> [What you will do]:
**A)** In the real estate text, what year did Jack Miller pass away?
**B)** Rewrite everything in the real estate text from "First, because houses" down to "that added cost.", changing "extra rent" to "additional rent".

> [Provided text]:
Jack Miller was one of my favorite real estate teachers early in my career. He passed away in 2009, but I still reread a lot of his old books and newsletters, like the short books Success Secrets and Wealth Without Risk. They are classics.
Jack always taught to buy good investments, not trophy houses. This is a tough task for many of us because real estate ownership can bring immense pride. Part of the allure of real estate is that it’s real, it’s tangible, and you (and your friends) can drive by the investment to ooohh and ahhhh at its beauty.
But in reality the best long-term income properties are rarely the ones with the beautiful trim, complicated roof lines, and stunning architectural design. Investing is an objective, financially driven sport. In my experience, the most profitable real estate will not be the building that wins someone the architect of the year award.
The profitable rental work horses are often boring, normal, and rectangle shaped houses. They are working class. They are nice but not exceptional. Ironically, these average houses bring above average safety and profit.
Why Boring Properties Make Good Investments
Why do the boring properties out-perform the fancy house as good investments in real estate?
First, because houses with complicated roof lines, interesting layouts, and beautiful finishes are desirable but often less than functional. There are too many things to break and to replace. The extra benefits cost money over the long run, and in many cases they don’t bring in enough extra rent to compensate for that added cost.

> [Data entries]:
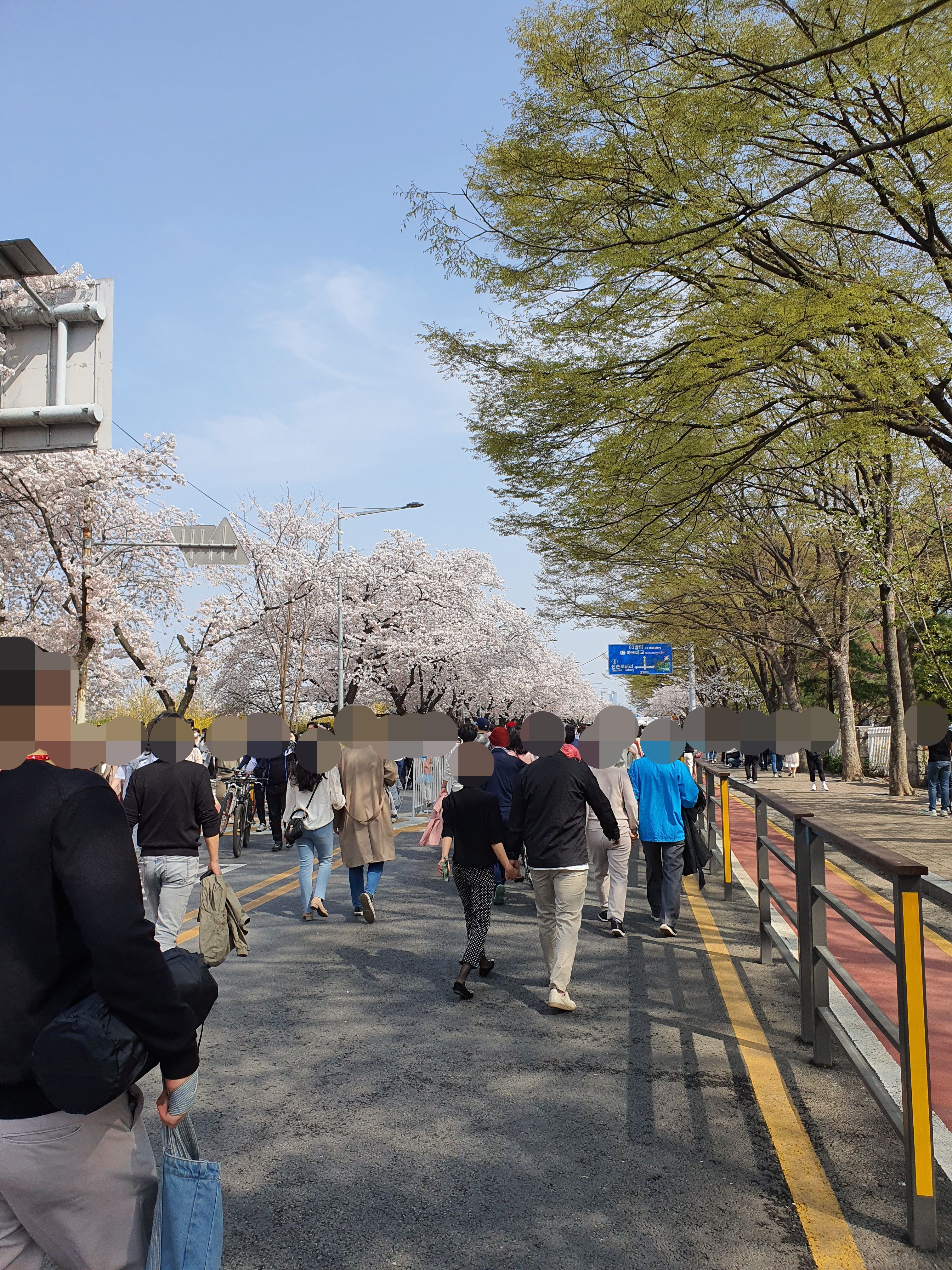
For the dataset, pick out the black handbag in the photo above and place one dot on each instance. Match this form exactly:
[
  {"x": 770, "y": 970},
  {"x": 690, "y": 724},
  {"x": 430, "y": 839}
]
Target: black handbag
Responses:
[
  {"x": 87, "y": 1057},
  {"x": 296, "y": 825}
]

> [Answers for the tasks]:
**A)** 2009

**B)**
First, because houses with complicated roof lines, interesting layouts, and beautiful finishes are desirable but often less than functional. There are too many things to break and to replace. The extra benefits cost money over the long run, and in many cases they don’t bring in enough additional rent to compensate for that added cost.